[DO THIS]: Can you transcribe every record below exactly as it appears?

[MATERIAL SHOWN]:
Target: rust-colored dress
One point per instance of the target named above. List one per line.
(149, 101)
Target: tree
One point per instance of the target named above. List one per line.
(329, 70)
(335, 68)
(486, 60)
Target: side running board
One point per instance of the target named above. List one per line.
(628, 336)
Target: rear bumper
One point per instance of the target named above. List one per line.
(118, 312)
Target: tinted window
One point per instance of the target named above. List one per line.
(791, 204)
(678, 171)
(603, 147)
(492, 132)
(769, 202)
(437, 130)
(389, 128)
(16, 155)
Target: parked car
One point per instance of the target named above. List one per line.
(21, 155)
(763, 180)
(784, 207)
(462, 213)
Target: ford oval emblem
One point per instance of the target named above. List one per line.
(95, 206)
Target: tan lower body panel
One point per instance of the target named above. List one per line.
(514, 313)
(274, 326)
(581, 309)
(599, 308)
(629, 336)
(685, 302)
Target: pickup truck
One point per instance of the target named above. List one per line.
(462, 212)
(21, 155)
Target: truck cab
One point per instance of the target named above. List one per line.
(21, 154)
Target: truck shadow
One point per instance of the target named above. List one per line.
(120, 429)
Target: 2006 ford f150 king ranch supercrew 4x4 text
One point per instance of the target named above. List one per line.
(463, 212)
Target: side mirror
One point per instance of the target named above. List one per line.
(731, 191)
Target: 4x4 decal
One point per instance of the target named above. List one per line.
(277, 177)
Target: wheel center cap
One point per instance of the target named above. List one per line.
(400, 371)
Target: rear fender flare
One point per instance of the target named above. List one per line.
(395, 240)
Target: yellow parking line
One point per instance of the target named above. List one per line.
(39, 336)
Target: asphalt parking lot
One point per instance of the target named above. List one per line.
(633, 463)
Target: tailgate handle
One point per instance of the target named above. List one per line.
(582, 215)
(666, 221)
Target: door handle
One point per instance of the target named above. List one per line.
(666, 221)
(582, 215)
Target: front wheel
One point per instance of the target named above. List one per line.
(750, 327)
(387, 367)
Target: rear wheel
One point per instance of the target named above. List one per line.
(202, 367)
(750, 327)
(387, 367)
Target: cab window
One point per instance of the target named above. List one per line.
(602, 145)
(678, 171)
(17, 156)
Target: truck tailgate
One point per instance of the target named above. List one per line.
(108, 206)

[WORKED ANSWER]:
Target: rust-colored dress
One point per instance of the target named above. List one per line.
(149, 101)
Target: tree
One point per instance of the target named above. List one per line.
(329, 70)
(335, 68)
(486, 60)
Target: side running board
One point per instance of the target named above. List one per line.
(628, 336)
Target: rear bumper
One point per instance of the target named above. List one per line.
(118, 312)
Target: tinted window
One point per instance of the target named above. List one per line.
(791, 204)
(678, 171)
(603, 147)
(492, 132)
(769, 202)
(437, 130)
(389, 128)
(16, 155)
Target: parked car
One point per instance of the target named above. List one per line.
(21, 155)
(763, 180)
(784, 207)
(462, 213)
Target: ford oval emblem
One point per instance of the target named above. List one per line.
(95, 206)
Target: tan lower body panel
One point per instance of the target named above. List one per line.
(514, 313)
(274, 326)
(581, 309)
(599, 308)
(629, 336)
(685, 302)
Target: pickup truck
One point per instance of the target named above. List one per line.
(462, 212)
(21, 155)
Target: truck cab
One point per instance of the target named above. List one per line.
(21, 154)
Target: truck shadow
One point per instance of the target named above. List one per line.
(120, 429)
Target: 2006 ford f150 king ranch supercrew 4x4 text
One point per instance of the target named above. List one per line.
(463, 212)
Target: side mirror
One point per instance of the target named above. List one per line.
(731, 191)
Target: 4x4 decal
One point per instance of the target named above. List one per line.
(277, 177)
Target: wheel center cap
One point per instance of the target named above. List one per line.
(400, 371)
Target: rear fender flare
One point per instance of the target named above. List one per line.
(395, 240)
Target: yellow parking line
One point per instance of the target named above. List one per line.
(39, 336)
Target: asphalt parking lot
One point per instance of the target named above. List one per line.
(633, 463)
Target: tailgate handle
One point per instance of the target named above. List one per line.
(582, 215)
(666, 221)
Target: door handle
One point per instance of the target named above. List one per line.
(666, 221)
(582, 215)
Target: front wheel
One point per instance of the target named above. List one per line.
(750, 327)
(387, 367)
Target: rear wheel
One point per instance of the target named above. List one per line.
(202, 367)
(750, 327)
(387, 367)
Target: cab window
One point per instance of the target named above. List one per line.
(602, 145)
(678, 171)
(17, 156)
Target: truck tailgate
One point per instance of the target named above. List one per line.
(108, 206)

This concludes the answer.